### [Task directions]
Your task is to write out the complete listing exactly as it is shown.

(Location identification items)

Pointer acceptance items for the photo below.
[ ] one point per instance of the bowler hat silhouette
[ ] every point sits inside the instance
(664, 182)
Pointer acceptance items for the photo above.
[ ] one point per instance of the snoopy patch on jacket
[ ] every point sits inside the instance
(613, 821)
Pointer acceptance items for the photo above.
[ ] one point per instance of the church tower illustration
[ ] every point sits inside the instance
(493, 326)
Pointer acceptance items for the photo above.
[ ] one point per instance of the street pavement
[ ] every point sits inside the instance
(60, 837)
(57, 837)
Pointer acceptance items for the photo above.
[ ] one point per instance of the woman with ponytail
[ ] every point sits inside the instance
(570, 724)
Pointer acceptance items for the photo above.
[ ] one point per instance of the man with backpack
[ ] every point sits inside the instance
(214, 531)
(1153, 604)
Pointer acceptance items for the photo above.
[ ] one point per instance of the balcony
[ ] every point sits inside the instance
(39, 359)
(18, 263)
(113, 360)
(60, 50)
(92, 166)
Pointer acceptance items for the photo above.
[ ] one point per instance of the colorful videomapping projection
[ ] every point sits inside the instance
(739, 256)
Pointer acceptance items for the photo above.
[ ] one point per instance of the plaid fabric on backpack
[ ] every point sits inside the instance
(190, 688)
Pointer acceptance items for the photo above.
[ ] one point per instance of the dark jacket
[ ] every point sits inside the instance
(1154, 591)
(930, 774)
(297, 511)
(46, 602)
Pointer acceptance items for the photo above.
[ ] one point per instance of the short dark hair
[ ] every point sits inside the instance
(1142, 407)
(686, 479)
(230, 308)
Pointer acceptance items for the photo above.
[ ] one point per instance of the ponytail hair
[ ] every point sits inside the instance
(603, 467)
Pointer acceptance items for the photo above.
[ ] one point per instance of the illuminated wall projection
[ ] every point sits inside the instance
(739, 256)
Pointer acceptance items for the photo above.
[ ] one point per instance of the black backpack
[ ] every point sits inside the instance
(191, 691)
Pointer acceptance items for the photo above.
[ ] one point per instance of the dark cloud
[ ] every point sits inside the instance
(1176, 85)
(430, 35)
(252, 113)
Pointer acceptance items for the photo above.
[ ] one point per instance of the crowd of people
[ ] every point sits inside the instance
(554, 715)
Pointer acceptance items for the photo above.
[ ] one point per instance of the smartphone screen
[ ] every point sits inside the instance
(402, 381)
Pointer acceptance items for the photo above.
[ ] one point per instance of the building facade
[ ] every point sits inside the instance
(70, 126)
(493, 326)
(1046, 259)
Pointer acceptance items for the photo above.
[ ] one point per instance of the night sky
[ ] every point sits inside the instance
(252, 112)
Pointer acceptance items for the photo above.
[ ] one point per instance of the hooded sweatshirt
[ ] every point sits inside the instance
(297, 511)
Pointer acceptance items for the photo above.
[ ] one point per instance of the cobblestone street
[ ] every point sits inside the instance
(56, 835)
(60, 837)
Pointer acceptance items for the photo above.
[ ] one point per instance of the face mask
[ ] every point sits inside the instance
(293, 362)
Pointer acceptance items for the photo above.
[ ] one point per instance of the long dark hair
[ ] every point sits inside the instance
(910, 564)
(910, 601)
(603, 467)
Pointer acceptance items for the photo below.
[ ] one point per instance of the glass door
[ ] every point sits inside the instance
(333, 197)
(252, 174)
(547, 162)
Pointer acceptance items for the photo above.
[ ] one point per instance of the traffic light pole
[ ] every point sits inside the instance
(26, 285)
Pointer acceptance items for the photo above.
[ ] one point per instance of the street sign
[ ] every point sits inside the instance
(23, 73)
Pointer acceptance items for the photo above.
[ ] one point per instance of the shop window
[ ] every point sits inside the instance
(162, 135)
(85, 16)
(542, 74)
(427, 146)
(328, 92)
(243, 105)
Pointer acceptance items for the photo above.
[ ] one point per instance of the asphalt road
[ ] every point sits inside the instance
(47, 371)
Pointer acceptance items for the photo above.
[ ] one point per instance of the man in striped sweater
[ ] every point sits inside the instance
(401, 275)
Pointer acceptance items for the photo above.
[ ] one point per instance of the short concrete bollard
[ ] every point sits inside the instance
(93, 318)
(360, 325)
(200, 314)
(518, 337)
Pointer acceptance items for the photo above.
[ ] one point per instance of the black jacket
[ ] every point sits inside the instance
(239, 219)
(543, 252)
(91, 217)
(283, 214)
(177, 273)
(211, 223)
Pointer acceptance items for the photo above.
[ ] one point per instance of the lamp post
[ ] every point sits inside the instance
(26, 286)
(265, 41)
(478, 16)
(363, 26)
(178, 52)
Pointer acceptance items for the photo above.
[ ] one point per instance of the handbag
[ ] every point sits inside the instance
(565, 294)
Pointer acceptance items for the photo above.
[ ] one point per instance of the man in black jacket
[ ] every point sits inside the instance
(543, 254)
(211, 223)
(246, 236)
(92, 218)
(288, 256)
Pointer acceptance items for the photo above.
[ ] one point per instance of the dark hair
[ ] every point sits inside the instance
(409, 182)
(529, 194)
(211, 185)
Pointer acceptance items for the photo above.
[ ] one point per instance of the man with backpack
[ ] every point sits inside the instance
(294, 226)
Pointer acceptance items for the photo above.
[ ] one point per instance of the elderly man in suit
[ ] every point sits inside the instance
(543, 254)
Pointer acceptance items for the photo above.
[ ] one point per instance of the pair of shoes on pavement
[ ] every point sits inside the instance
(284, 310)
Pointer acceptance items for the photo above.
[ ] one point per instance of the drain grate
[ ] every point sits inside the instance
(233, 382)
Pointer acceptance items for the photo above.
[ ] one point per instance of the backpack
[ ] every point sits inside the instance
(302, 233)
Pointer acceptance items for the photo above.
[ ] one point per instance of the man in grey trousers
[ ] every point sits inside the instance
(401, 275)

### [Reply]
Pointer acceptance items for the photo below.
[ ] one point per instance of the bowler hat silhouette
[ ] every point sits inside the instance
(664, 182)
Pointer acceptance items for the photo above.
[ ] one point per instance of the snoopy patch on jacket
[ ] every point sits inside the instance
(613, 821)
Pointer acceptance items for the photo above.
[ ] one point per instance of the church tower illustration
[ ] every point sits inside the instance
(493, 326)
Pointer acceptance items for the photo above.
[ ] one point per instance of the street pavement
[ ] every point sits inside the instance
(60, 837)
(57, 837)
Pointer acceptance items for the photo above.
[ ] one point per instance of the woman with ponytail
[ ] every point sits inside the instance
(570, 724)
Pointer acceptance items for the photo above.
[ ] one point per instance of the man with backpack
[ ] every point sits inside the instance
(214, 531)
(1153, 604)
Pointer acceptance items for the photo above.
[ ] one point per instance of the balcony
[ ] every point sits inside the instance
(39, 359)
(18, 263)
(113, 360)
(60, 50)
(92, 166)
Pointer acceptance items for the photo above.
[ ] one point per instance of the colorful videomapping projection
[ ] every point sits inside the instance
(739, 256)
Pointer acceptance items for the photo above.
[ ] one point per instance of the plaid fabric on backpack
[ ] every point sits inside the instance
(190, 688)
Pointer acceptance items for the photo above.
[ ] one point per instance of the dark jacket
[ ] every point sits inside the instance
(1154, 591)
(930, 774)
(297, 511)
(46, 602)
Pointer acceptance items for the photo above.
[ ] one point per instance of the short dark hair
[ ] every point sits inside the instance
(1142, 407)
(686, 479)
(230, 308)
Pointer acceptance items for the photo above.
[ ] one point per instance of the ponytail hair
[ ] every point sits inside the instance
(603, 467)
Pointer acceptance items for the photo above.
[ ] one point per instance of the illuminated wall projection
[ ] every point sits inside the instance
(739, 256)
Pointer acceptance items for the photo above.
[ ] one point per instance of the black backpack
[ ] every point sits inside the instance
(191, 691)
Pointer acceptance items for the photo above.
[ ] one point per instance of the dark cloud
[ ] every point sits inside the instance
(1176, 85)
(430, 35)
(252, 113)
Pointer acceptance items for the photo above.
[ ] one point per instance of the crowd of people
[ ] every point sits inside the instance
(554, 715)
Pointer acceptance items for the photo above.
[ ] one point per instance of the smartphone screen
[ ] every point sits inside the instance
(402, 381)
Pointer acceptance items for the photo above.
[ ] one point per instance of the building facade
[ ] every point sits inside the instance
(70, 126)
(493, 326)
(1046, 259)
Pointer acceptance items for the photo above.
[ ] one point per instance of the night sky
[ ] every point sits inside the instance
(252, 112)
Pointer acceptance items for the photo above.
[ ] one point per instance of the hooded sweatshirt
[ ] every point sits inside the instance
(297, 511)
Pointer acceptance items for the photo above.
[ ] one point per instance of the cobblestone street
[ ] every point sits inside the instance
(56, 835)
(60, 837)
Pointer acceptance items for the photo above.
[ ] one point per instance of the face mask
[ ] every point sits inside the instance
(293, 362)
Pointer acceptance items for the photo above.
[ ] one point per instance of the long dark hair
[ ] every point sits inside the instance
(910, 564)
(910, 601)
(603, 467)
Pointer acceptance items for the photo below.
[ ] one point per instance of the glass door
[ ] every point sits inside the instance
(333, 197)
(252, 174)
(547, 162)
Pointer acceptance items for the photo above.
[ ] one point per instance of the traffic light pole
[ ] every point sits inside the instance
(26, 285)
Pointer acceptance items for the photo above.
[ ] one point per instance of the street sign
[ ] every point sits inside the instance
(23, 73)
Pointer acceptance items for the photo above.
[ ] one point per instance of the shop window
[ ] every point sits inside the instance
(162, 135)
(85, 16)
(542, 74)
(427, 146)
(328, 92)
(243, 105)
Pointer acceptance items for the photo above.
[ ] one point per instance of the asphalt road
[ ] every point sits inside the instance
(47, 371)
Pointer acceptance items for the photo above.
[ ] one point per instance of the man in striped sweater
[ ] every point sits inside the instance
(401, 275)
Pointer acceptance items for the photo above.
[ ] one point per instance of the short concrete bollard
[ ] every point sits inside the instance
(93, 318)
(360, 325)
(200, 314)
(518, 337)
Pointer acceptance items for the photo above.
[ ] one point per instance of the black jacket
[ ] every point sits inside the instance
(239, 219)
(543, 252)
(91, 217)
(283, 214)
(177, 273)
(211, 223)
Pointer acceptance items for the photo above.
[ ] one point per instance of the lamp post
[ ] every point sits inside the instance
(26, 286)
(265, 41)
(478, 16)
(363, 26)
(178, 52)
Pointer acceptance items for the photo above.
[ ] one point per instance of the handbag
[ ] every point sits inside the instance
(565, 294)
Pointer acceptance items for the photo above.
[ ] one point per instance of the man in black jacket
[ ] every point sits inside the instance
(543, 254)
(211, 223)
(246, 236)
(92, 218)
(288, 256)
Pointer acceptance items for the photo above.
[ ] one point per instance of the dark hair
[ ] every point sits inside the instance
(409, 182)
(529, 194)
(211, 185)
Pointer acceptance items for the photo above.
[ ] one point per instance of the man with backpack
[ ] every point sits inside the instance
(294, 226)
Pointer acceptance items for the photo above.
[ ] one point per instance of the elderly man in suit
[ ] every point sits inside the instance
(543, 254)
Pointer acceptance items for the photo above.
[ ] one point per instance of the pair of shoes on pavement
[ ] every point sits inside the instance
(284, 310)
Pointer acceptance items for the photo above.
[ ] one point per instance of the drain grate
[ ] every point sits inside the instance
(233, 382)
Pointer acceptance items for the photo above.
[ ] one point per instance of the backpack
[ ] every point sits inside the instance
(302, 233)
Pointer acceptance items for the photo above.
[ ] one point per instance of the man in grey trousers
[ ] every point sits inside the instance
(401, 275)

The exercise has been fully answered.